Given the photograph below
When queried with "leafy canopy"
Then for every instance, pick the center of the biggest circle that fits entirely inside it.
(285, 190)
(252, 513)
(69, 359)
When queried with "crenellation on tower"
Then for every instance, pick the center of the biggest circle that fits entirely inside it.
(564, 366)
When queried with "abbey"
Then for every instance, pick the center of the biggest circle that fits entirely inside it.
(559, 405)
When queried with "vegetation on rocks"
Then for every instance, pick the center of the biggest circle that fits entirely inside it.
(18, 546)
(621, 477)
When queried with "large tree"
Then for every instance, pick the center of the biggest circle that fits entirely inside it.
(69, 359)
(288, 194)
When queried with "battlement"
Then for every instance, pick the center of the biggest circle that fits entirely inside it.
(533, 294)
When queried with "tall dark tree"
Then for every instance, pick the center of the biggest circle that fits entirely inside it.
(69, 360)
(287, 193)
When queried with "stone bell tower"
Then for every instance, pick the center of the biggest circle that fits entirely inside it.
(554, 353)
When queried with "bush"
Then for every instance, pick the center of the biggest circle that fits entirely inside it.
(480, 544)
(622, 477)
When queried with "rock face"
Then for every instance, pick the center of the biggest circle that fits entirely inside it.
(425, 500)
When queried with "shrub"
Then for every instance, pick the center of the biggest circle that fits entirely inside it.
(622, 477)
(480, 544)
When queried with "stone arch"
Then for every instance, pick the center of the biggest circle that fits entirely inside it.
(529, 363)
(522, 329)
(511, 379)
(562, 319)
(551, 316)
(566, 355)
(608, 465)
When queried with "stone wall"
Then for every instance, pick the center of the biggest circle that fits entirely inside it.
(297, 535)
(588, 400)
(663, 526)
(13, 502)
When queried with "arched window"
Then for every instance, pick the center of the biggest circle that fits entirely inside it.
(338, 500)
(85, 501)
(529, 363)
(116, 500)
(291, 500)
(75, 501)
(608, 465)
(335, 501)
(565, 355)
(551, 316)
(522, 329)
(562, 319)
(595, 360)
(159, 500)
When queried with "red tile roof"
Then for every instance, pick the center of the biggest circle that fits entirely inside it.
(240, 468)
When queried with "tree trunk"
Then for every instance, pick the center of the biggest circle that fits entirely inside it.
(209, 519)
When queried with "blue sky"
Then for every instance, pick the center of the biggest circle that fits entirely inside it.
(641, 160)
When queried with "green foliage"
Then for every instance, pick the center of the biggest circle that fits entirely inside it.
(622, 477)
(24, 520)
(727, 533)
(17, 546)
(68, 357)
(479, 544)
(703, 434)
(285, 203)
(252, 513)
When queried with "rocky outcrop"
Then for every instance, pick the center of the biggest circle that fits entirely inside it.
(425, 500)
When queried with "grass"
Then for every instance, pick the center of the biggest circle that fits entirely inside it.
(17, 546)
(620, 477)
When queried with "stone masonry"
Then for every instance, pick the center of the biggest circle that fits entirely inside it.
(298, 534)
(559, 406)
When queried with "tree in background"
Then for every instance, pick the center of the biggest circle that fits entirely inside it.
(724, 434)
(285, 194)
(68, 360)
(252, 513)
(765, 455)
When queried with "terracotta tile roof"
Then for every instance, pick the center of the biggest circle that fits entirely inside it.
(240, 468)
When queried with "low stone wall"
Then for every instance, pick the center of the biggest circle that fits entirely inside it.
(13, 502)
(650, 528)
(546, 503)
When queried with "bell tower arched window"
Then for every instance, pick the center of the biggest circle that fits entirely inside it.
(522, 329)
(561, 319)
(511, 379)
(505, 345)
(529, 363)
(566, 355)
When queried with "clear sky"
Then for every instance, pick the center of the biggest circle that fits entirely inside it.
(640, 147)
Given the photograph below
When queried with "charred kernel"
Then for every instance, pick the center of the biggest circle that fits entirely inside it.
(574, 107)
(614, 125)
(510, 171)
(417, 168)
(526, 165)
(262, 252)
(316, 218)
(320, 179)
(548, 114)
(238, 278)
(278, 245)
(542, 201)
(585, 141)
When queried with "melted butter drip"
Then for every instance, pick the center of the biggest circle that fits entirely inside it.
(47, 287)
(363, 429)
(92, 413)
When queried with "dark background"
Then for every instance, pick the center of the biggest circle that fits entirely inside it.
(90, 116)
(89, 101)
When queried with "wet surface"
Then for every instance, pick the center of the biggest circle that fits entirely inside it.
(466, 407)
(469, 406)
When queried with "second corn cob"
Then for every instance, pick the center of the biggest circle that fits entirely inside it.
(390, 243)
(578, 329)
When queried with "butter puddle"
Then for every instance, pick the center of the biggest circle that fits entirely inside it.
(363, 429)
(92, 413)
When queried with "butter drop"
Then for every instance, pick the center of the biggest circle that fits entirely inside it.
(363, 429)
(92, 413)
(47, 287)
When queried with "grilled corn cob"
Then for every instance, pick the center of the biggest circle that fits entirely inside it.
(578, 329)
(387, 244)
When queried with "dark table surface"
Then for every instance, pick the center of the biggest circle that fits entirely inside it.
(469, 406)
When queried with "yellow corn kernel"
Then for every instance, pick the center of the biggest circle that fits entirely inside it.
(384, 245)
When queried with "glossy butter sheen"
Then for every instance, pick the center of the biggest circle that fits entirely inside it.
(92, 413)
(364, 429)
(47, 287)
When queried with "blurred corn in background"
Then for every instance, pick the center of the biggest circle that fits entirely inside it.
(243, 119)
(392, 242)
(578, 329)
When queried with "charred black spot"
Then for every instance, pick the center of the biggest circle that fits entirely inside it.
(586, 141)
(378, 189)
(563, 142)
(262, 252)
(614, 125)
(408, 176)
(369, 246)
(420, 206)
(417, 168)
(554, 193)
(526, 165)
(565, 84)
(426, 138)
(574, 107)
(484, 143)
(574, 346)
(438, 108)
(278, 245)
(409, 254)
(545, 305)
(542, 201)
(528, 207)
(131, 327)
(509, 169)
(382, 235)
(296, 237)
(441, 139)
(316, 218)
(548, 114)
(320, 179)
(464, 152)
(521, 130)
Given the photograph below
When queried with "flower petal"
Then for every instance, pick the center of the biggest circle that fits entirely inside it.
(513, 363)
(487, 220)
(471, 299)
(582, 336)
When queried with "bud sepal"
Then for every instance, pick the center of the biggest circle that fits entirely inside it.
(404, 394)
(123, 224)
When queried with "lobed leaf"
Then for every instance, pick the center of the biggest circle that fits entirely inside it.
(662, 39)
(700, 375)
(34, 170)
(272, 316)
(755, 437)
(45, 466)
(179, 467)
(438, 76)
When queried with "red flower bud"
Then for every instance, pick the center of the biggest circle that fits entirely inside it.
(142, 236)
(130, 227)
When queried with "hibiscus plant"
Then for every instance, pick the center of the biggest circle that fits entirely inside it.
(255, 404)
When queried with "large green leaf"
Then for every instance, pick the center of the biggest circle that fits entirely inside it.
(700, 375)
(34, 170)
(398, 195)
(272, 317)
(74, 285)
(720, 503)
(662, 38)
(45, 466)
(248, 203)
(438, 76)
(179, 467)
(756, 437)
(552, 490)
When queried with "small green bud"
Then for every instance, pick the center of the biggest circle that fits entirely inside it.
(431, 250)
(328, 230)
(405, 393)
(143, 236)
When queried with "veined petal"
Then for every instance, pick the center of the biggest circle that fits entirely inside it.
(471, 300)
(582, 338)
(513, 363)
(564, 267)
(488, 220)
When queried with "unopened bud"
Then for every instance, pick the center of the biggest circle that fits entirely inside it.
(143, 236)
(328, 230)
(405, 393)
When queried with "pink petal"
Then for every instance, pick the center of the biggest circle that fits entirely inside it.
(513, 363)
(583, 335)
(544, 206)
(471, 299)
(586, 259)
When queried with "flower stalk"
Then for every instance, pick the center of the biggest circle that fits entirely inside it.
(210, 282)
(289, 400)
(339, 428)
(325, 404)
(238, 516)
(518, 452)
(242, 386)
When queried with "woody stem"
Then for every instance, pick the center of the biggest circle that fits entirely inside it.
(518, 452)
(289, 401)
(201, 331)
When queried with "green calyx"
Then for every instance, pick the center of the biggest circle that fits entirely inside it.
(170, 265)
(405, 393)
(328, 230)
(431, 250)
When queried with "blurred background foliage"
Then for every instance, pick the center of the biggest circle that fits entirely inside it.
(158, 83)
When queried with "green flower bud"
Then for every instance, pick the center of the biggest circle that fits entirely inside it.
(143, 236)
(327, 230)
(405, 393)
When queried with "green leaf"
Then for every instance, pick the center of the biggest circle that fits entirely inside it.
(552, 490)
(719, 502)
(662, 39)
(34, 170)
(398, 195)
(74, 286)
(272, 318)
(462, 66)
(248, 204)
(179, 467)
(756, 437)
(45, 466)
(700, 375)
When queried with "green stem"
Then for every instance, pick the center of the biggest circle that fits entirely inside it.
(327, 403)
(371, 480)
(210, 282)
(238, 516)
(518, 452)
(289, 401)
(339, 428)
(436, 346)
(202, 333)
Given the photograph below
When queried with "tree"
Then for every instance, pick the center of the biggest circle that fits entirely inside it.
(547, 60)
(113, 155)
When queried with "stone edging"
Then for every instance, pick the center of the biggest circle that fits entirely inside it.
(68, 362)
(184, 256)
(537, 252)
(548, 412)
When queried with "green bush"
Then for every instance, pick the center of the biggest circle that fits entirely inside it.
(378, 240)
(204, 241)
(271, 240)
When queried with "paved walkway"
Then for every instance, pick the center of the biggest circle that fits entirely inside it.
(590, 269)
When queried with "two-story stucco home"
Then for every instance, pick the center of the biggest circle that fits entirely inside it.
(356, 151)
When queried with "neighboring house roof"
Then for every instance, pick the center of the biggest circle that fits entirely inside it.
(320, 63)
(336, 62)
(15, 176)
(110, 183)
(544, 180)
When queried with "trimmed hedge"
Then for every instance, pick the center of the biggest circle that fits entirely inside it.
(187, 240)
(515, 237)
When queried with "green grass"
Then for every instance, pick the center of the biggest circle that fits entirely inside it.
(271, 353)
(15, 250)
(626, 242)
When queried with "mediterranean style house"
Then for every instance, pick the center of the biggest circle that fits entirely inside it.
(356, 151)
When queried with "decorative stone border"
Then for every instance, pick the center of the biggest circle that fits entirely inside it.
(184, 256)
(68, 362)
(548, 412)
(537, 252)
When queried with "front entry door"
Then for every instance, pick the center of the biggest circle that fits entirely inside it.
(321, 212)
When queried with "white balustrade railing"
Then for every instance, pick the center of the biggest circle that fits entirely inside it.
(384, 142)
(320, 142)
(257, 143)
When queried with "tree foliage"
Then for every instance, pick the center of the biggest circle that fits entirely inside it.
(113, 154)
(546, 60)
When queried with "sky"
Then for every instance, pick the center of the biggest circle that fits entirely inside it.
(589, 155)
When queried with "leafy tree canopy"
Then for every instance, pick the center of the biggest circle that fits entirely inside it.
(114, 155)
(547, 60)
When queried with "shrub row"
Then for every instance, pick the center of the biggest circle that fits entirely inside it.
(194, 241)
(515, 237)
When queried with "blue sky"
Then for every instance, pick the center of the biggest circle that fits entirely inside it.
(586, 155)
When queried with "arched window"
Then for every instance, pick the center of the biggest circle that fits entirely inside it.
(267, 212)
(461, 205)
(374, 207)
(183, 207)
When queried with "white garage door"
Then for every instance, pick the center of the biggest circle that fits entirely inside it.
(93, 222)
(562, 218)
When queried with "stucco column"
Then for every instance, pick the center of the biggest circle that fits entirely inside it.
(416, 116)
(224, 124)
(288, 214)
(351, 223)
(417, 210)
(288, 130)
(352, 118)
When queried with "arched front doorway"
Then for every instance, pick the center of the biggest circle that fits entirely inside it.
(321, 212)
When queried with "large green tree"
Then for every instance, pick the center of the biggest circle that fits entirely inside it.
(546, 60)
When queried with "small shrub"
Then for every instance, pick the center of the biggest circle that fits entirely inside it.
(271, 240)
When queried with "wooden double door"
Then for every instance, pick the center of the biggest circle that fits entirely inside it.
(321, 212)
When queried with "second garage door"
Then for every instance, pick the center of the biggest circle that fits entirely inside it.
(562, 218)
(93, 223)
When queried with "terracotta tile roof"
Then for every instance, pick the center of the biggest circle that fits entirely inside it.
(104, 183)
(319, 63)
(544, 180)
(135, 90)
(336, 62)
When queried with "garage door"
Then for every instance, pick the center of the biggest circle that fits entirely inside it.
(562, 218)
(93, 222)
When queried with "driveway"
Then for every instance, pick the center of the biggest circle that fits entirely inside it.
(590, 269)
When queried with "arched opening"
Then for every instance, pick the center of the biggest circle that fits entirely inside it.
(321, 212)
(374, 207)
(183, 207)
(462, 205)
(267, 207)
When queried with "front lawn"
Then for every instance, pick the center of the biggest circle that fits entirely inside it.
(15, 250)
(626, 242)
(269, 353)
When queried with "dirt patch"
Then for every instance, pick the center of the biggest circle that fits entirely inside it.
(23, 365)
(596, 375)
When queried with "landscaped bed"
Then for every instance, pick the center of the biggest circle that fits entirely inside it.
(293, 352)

_ _ _ _

PROBLEM TO WORK ON. Across the records above, tally the lines that contain "blurred" and give the result as a number alone.

ANSWER BOX. 2